TASK DETAILS: Reproduce character for character every line from the beginning of the records down to the line holding "positive clicks: (341, 73) (319, 87)", both ends included.

DATA EXCERPTS:

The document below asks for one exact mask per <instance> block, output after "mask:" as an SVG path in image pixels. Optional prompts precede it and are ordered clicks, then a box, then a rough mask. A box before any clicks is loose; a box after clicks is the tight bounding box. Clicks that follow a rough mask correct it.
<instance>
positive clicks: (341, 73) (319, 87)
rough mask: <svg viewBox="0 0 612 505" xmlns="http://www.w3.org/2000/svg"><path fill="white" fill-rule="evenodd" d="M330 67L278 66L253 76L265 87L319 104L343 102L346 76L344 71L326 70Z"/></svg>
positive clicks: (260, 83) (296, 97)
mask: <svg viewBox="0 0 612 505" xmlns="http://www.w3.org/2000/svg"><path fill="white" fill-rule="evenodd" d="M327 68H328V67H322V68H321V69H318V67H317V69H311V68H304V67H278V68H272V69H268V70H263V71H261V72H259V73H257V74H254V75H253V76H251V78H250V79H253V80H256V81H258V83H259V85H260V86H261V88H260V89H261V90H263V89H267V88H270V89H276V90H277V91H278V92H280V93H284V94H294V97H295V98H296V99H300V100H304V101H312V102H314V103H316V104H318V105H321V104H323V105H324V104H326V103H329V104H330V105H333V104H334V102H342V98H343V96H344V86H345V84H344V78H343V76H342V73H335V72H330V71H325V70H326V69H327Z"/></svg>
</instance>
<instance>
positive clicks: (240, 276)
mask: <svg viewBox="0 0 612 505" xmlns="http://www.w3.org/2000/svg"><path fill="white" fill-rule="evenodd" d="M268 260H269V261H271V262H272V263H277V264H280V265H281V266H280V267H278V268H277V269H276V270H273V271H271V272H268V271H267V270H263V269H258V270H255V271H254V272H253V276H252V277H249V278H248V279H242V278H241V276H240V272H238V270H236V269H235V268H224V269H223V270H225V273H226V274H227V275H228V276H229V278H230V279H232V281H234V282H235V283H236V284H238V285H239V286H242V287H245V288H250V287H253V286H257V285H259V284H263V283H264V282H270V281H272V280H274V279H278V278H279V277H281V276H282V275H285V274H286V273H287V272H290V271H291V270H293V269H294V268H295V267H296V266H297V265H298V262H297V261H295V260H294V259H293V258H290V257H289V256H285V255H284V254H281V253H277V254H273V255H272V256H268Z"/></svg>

RESPONSE AREA:
The document below asks for one exact mask per <instance> block, output after "mask:" as an SVG path in image pixels. Optional prompts precede it and are ordered clicks, then a box, then a rough mask. A box before any clicks is loose; a box after clicks is the tight bounding box. Clicks that follow a rough mask correct it.
<instance>
positive clicks: (341, 73) (319, 87)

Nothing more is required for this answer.